Excerpted text START
AI is all the buzz and it seems to be attaching itself to everything, everywhere, all at once. The canary in the AI coal mine? Images and writing.
I feel ambivalent about my relationship with AI-generated imagery.
On one side, AI is nothing short of magic. It will conjure an image depicting whatever you tell it. The results are often surprising, and every now and then, astonishing. This gets the dopamine going, and me prompting, chasing my visual curiosity down the AI rabbit hole.
On the other side, AI is greatly unfulfilling. I am a craftsman as much as an artist, and typing descriptive words takes away the tactile element of craft. I am also pondering where in this process I am the creator, or even creative. Is AI wrapping me in a warm fuzzy feeling of creating images when I am hardly creating anything at all?
Am I instigating something artful? For sure. The better question, however, is: Am I the maker of this art?
Prompting on a computer is creatively passive, and chasing visual magic by waiting for an image to appear on screen inevitably leaves me feeling hollow and numb… which is the direct opposite of the sensation I get when doing my craft.
I was an early adopter of Photoshop and digital photography. My start in the fall of 1995 made me part of the first generation of photographers who were using the digital darkroom and Photoshop as an extension of our photography. This later led to CGI and incorporating generated elements into my images. AI can seem like the natural progression of digital photography, but is it?
Excerpted text END
Listed records START
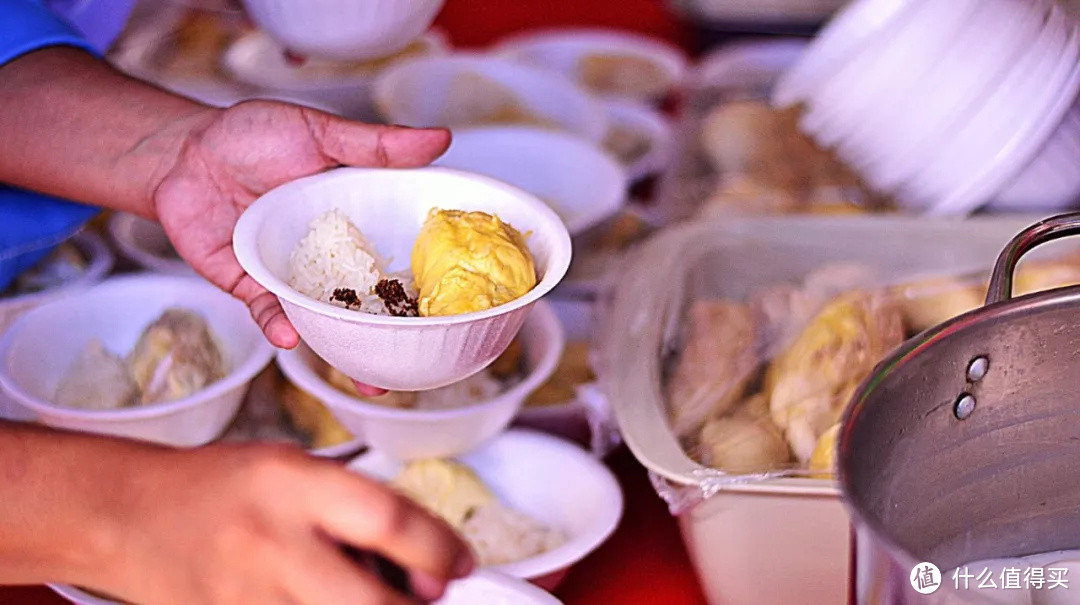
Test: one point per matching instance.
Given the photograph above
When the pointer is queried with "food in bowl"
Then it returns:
(462, 261)
(63, 265)
(621, 74)
(765, 165)
(497, 533)
(474, 99)
(175, 357)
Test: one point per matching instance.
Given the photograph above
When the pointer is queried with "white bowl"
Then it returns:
(258, 61)
(650, 123)
(98, 264)
(549, 479)
(345, 29)
(579, 180)
(145, 243)
(562, 50)
(434, 433)
(483, 586)
(40, 346)
(389, 206)
(415, 93)
(493, 588)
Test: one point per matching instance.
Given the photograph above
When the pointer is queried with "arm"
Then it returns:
(221, 524)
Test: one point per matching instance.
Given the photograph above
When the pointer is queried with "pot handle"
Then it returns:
(1053, 228)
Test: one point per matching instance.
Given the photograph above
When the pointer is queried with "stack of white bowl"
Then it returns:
(947, 106)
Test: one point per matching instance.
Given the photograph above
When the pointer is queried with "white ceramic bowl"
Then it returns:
(651, 124)
(98, 264)
(389, 206)
(562, 51)
(416, 93)
(549, 479)
(41, 345)
(145, 243)
(258, 61)
(345, 29)
(579, 180)
(434, 433)
(493, 588)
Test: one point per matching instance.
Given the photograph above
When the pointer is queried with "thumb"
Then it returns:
(356, 144)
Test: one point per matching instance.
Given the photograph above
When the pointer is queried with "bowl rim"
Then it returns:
(577, 547)
(99, 261)
(304, 377)
(120, 227)
(617, 190)
(245, 246)
(257, 358)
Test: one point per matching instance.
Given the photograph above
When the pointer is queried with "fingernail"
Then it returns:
(427, 587)
(464, 565)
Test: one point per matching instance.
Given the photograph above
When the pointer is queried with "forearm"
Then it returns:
(62, 500)
(72, 126)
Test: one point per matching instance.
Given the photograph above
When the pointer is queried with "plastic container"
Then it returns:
(740, 527)
(581, 183)
(146, 243)
(259, 62)
(563, 50)
(409, 434)
(435, 92)
(552, 481)
(40, 346)
(389, 206)
(98, 264)
(345, 29)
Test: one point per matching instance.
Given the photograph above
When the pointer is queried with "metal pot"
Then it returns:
(964, 444)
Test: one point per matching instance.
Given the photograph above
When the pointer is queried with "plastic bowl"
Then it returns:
(41, 345)
(579, 180)
(258, 61)
(409, 434)
(99, 263)
(345, 29)
(389, 206)
(549, 479)
(417, 93)
(562, 51)
(649, 123)
(145, 243)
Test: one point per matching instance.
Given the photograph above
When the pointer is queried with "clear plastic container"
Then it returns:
(780, 536)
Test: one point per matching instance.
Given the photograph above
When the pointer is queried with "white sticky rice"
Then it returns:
(336, 255)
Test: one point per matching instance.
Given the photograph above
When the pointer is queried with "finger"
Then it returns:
(367, 390)
(267, 312)
(362, 512)
(323, 575)
(356, 144)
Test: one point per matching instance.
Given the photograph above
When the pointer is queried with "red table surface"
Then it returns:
(645, 560)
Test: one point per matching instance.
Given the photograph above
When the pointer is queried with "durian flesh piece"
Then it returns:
(717, 362)
(811, 381)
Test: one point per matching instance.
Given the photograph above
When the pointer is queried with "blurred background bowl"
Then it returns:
(40, 346)
(409, 434)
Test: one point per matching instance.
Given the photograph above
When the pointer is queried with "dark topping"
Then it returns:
(346, 295)
(399, 303)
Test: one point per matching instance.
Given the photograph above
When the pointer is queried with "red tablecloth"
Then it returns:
(645, 561)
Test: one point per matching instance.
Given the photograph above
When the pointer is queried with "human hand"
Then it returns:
(233, 156)
(262, 524)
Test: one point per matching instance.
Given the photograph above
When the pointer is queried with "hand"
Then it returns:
(262, 524)
(233, 156)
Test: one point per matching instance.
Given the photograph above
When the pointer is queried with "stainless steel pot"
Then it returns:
(964, 444)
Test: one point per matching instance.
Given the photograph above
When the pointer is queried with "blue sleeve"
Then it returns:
(27, 26)
(30, 224)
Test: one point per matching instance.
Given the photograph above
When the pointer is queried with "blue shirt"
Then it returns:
(31, 224)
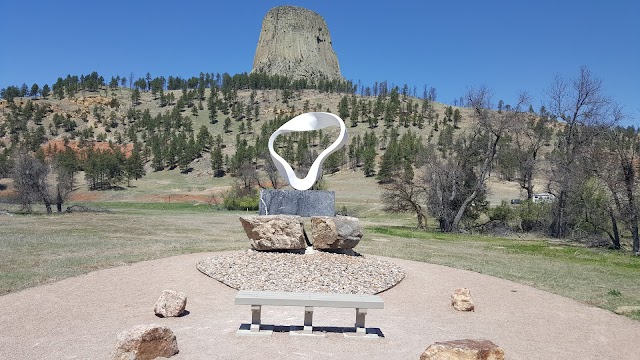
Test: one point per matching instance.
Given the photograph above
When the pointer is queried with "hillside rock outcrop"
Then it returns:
(295, 42)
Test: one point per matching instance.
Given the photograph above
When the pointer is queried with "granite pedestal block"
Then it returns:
(304, 203)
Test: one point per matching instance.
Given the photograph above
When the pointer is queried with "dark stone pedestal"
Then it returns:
(304, 203)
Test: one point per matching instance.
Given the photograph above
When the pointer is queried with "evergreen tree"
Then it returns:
(45, 91)
(217, 164)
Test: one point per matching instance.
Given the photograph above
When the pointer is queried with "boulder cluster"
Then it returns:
(286, 232)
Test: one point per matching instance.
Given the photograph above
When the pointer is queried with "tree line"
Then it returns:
(422, 159)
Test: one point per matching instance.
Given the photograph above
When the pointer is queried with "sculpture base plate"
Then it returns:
(304, 203)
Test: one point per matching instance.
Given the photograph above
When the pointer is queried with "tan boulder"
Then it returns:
(170, 304)
(625, 310)
(466, 349)
(144, 342)
(335, 232)
(275, 232)
(461, 300)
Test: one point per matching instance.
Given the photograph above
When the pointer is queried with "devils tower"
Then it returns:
(295, 42)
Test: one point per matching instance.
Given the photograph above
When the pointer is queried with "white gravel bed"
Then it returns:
(318, 272)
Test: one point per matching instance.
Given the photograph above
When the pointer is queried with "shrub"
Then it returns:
(241, 199)
(534, 216)
(503, 212)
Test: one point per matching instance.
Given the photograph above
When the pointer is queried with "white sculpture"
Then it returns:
(307, 122)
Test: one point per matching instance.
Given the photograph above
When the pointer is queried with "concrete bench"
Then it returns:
(309, 300)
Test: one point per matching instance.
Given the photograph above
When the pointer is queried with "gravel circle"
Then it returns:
(318, 272)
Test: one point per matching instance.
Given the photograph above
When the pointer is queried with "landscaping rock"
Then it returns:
(170, 304)
(335, 232)
(624, 310)
(275, 232)
(461, 300)
(466, 349)
(144, 342)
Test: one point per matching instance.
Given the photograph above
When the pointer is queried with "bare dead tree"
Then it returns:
(403, 194)
(29, 176)
(615, 162)
(530, 134)
(585, 113)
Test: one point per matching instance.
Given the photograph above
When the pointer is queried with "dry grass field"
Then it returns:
(167, 213)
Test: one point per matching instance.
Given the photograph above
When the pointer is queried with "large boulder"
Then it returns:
(275, 232)
(295, 42)
(170, 304)
(335, 232)
(144, 342)
(466, 349)
(461, 300)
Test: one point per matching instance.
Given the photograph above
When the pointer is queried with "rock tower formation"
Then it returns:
(295, 41)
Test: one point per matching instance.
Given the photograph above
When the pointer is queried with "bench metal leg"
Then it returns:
(255, 318)
(360, 317)
(308, 319)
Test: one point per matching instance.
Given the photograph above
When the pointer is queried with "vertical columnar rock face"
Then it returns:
(296, 42)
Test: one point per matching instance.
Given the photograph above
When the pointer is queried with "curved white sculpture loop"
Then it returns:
(307, 122)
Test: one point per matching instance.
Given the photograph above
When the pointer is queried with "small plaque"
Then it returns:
(304, 203)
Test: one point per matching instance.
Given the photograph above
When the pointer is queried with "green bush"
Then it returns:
(241, 199)
(534, 216)
(503, 212)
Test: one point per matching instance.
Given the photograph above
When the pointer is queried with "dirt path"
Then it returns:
(79, 318)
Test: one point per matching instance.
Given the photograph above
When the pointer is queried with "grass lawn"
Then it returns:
(37, 249)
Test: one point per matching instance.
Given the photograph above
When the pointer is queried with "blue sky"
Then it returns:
(508, 46)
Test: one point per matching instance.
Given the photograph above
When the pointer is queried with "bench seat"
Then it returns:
(360, 302)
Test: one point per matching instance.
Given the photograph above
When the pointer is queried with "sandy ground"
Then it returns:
(79, 318)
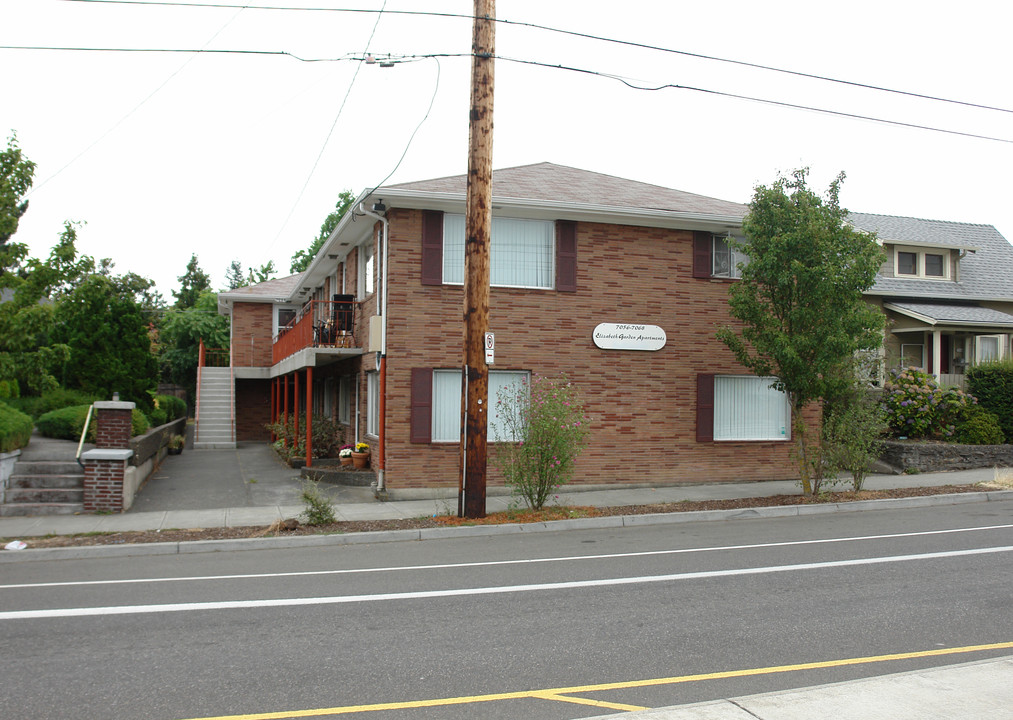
Listed records END
Continue the essay about AI-generated imagery and the craft of photography, picking up after its final sentence.

Genlux Fashion Editorial
I have created some of my signature images with Stephen Kamifuji, the founder and Creative Director of Genlux Magazine. Stephen reached out after I shared some AI images online and asked if we could use AI in a fashion editorial for Genlux. This was the right place and opportunity and we jumped right in!
The upcoming issue was summer swim fashion. After some back and forth we settled on a 1930s Miami Beach Art Deco story. In past assignments for Genlux, my team had built sets and full-scale CGI environments to create the scenes we wanted. For this issue, the background images were created by prompts into the Midjourney bot describing time and space, architectural and cultural influences, and photography and light references.
The process of creating these backgrounds is astonishingly simple compared to what one had to do in the past to achieve the same setting. Is it as fun and hands-on? Is it progress? Not nearly as fun, but with the efficiencies it presents in creating environments that transport you to a different era, its adaption is inevitable…
Stephen, my stylists Christine and Sherrie, and I picked the backgrounds that we felt fit together in style, palette, and narrative. We then photographed the talent in my little studio in Sonoma, CA, matching light and perspective to seamlessly integrate our model into the different settings/backgrounds.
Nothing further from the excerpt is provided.